++++ Teks Sumber ++++

Bukittinggi,- (ANTARA) -
Seorang dokter spesialis penanganan pasien COVID-19 asal Bukittinggi, Sumatera Barat, Deddy Herman mempertanyakan haknya bersama petugas kesehatan lain terkait uang jasa medis di Rumah Sakit Achmad Mochtar (RSAM) Bukittinggi, Jumat.
 
"Kami merasa dizalimi karena dibayar sangat rendah dari dana yang disediakan Kementerian Kesehatan RI," katanya di Bukittinggi, Jumat.
 
Ia merasa merasa uang jasa medis yang diberikan ke dirinya dan dokter serta tenaga medis lainnya sangat jauh dari seharusnya.
 
"Kami mendapatkan besaran yang tidak jelas dan sangat tidak sesuai dengan risiko kematian. Perbandingannya dokter di daerah lain mendapatkan Rp2,2 miliar per tiga tahun sejak 2020, sementara kami hanya menerima Rp300 juta," katanya.

Baca juga: RSUD Arifin Ahmad ajukan insentif untuk tenaga medis

Baca juga: Insentif untuk nakes tangani COVID-19 sudah disalurkan Rp646 miliar
 
Ia mengatakan sejak ditunjuk menjadi Tim Ahli Klinis Satgas COVID-19 di Bukittinggi, dirinya rela bekerja ikhlas, namun karena adanya bantuan dari pemerintah pusat maka ia bersama petugas kesehatan lain perlu memperjuangkan hak tersebut.
 
"Dana itu dari Kemenkes, dari Pusat, anggarannya Rp 7,5 juta per pasien per hari. Ada komponen untuk dokter, perawat, lab dan lainnya. Ini dana besar, hitungan kami jika ditotal mencapai Rp100 miliar selama tiga tahun, ini juga sudah ditanyakan ke manajemen RSAM," katanya.
 
Ia menyebutkan Pemerintah Pusat selalu menurunkan dana sesuai waktu dengan nilai Rp41 miliar di 2022. Sementara di 2021 berada di angka dua kali lipat yang disesuaikan dengan tingkatan wabah COVID-19 saat itu.

++++

■ **Soal Latihan**:
(a) Menurut berita tentang uang jasa medis di RSAM Bukittinggi, berapa anggaran dari Kemenkes untuk setiap pasien per hari?
(b) Lanjutkan berita tentang uang jasa medis di RSAM Bukittinggi mulai dari kalimat terakhirnya.

++++ Data Tinjauan ++++

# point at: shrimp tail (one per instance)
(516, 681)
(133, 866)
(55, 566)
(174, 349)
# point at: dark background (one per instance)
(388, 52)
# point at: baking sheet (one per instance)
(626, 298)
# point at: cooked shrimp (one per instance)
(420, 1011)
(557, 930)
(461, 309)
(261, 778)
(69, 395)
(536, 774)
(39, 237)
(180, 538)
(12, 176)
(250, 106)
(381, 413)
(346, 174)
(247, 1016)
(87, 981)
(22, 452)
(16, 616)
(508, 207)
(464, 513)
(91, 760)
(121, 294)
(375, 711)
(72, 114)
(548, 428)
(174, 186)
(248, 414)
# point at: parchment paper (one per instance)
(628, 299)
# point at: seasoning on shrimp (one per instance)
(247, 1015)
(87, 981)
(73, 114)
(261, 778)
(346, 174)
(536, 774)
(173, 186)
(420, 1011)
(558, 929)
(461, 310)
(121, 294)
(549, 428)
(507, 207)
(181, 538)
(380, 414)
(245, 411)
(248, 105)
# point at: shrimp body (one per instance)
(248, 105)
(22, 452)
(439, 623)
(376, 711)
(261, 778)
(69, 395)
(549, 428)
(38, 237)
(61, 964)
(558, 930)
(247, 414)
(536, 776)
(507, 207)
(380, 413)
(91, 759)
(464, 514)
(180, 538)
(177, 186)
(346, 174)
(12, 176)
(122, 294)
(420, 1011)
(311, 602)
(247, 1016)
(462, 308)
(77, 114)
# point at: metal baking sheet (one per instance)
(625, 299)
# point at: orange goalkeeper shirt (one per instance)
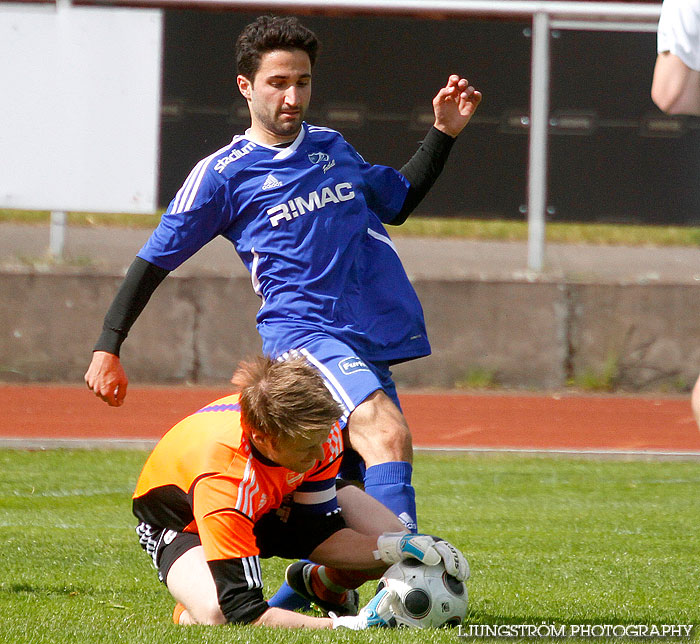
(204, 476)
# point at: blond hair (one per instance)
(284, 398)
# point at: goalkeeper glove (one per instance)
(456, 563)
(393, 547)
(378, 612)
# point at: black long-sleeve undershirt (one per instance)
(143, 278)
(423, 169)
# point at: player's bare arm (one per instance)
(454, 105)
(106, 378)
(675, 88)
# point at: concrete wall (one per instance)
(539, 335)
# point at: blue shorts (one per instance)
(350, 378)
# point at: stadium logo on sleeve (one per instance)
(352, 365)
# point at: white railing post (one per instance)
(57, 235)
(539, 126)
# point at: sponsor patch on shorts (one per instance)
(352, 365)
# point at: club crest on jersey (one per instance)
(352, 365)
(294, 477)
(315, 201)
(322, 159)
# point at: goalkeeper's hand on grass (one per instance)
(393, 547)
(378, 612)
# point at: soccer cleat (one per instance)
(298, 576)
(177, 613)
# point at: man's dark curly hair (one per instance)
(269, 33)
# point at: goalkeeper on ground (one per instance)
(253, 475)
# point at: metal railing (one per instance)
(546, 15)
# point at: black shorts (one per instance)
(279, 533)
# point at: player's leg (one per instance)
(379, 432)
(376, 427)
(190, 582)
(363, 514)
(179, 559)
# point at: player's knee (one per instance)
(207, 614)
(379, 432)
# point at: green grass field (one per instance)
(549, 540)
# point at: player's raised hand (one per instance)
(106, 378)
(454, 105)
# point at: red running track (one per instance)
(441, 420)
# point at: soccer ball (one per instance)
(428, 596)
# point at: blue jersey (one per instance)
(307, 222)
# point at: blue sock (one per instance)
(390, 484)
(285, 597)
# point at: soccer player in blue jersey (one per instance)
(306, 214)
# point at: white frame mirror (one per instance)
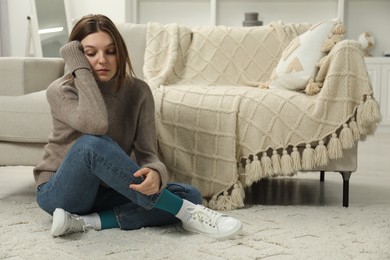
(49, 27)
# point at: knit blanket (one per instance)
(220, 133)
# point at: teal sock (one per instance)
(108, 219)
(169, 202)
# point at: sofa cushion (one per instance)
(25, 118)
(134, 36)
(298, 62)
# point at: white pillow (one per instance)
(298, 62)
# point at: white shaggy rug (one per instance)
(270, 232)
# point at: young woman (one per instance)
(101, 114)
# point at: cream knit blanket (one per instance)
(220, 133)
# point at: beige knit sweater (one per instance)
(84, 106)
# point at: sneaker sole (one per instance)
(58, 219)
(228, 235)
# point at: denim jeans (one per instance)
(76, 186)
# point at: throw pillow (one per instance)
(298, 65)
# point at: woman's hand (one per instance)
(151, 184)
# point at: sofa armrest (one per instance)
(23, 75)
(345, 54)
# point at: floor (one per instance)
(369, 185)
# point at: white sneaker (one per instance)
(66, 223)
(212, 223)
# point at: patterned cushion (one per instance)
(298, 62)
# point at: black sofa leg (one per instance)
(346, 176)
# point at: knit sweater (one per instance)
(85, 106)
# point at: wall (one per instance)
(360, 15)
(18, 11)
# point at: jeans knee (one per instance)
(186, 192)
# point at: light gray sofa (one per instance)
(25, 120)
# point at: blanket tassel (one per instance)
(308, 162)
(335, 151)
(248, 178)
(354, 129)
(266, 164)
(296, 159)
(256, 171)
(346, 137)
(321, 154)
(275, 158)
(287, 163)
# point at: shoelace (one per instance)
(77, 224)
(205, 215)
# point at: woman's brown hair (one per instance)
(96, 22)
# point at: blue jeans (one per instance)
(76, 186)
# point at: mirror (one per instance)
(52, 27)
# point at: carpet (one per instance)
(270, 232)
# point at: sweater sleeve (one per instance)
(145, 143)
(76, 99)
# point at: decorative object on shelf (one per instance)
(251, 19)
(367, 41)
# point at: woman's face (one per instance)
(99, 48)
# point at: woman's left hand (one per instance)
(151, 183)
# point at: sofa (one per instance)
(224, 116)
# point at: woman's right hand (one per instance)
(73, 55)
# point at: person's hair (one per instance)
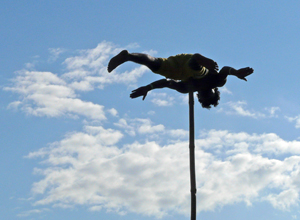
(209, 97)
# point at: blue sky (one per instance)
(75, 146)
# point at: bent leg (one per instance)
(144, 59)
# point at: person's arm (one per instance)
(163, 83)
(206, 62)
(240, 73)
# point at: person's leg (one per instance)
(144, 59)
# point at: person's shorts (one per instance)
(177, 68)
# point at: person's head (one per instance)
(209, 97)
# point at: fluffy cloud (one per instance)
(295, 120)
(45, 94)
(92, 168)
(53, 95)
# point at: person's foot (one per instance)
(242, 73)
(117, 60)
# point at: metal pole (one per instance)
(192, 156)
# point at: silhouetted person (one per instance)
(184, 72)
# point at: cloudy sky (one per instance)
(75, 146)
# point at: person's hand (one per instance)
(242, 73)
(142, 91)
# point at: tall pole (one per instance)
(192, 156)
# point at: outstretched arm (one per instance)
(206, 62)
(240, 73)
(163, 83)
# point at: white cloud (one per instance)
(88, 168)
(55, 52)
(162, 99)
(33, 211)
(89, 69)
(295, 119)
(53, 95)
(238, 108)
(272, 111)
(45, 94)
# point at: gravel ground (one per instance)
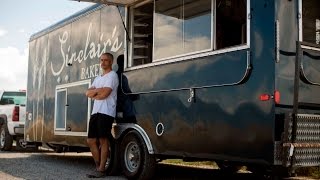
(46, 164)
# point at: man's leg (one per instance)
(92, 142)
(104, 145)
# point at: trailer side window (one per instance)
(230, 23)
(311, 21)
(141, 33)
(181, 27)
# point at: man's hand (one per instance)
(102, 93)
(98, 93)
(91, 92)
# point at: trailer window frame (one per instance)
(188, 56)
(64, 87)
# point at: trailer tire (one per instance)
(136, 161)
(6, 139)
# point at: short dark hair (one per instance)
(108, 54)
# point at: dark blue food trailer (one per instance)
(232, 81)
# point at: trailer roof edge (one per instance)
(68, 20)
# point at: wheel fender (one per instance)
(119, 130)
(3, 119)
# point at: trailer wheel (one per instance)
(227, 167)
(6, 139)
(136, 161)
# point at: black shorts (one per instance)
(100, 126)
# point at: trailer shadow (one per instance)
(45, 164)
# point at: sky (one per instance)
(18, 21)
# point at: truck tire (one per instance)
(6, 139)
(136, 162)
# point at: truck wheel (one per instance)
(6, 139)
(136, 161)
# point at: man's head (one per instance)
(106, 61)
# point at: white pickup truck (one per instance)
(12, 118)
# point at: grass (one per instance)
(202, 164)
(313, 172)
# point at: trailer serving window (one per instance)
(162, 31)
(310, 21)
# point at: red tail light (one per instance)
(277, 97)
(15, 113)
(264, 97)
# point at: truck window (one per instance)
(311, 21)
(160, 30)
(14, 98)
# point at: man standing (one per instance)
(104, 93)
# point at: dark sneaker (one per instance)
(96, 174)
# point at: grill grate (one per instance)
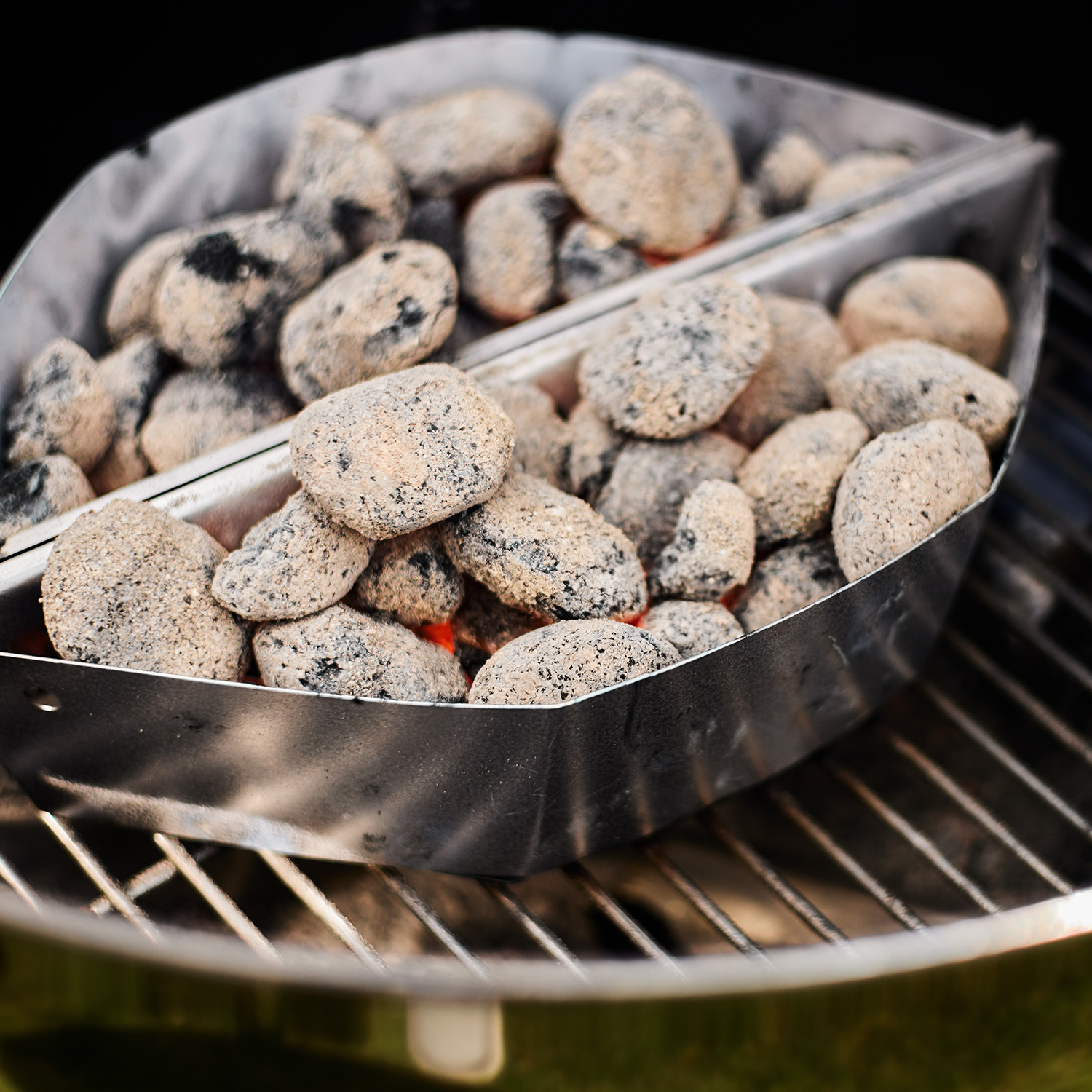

++++

■ **Daftar Jawaban**:
(a) Rp7,5 juta per pasien per hari.

(b)
 
"Direktur saat itu mengatakan pembagiannya 60 persen untuk jasa pelayanan dan 40 jasa medis. Jika angkanya Rp100 miliar, harusnya Rp40 miliar bagi jasa medis ini saya hitung hanya Rp5 miliar yang diturunkan, kemana lainnya yang Rp 35 miliar," ujarnya.
 
Ia mempertanyakan aturan mana yang dipakai RSAM Bukittinggi dan ia telah menghubungi Ikatan Dokter Indonesia (IDI) pusat serta beberapa senator di Provinsi Sumbar yang membidangi masalah ini.
 
"Aturan yang mana yang dipakai, apakah aturan Perintah Pusat bisa diubah menjadi keputusan Direktur saja, bukankah itu namanya penyelewengan wewenang. Kami belum lapor ke Ombudsman, kami tunggu legislator provinsi melakukan peninjauan ke RSAM, kami meyakini ini akan masuk ke ranah KPK jika terbukti," katanya.
 
Ia menegaskan siap pasang badan dan menerima risiko atas pembelaan kepada dokter, perawat, petugas kebersihan, petugas pemandi jenazah dan tenaga kesehatan lainnya.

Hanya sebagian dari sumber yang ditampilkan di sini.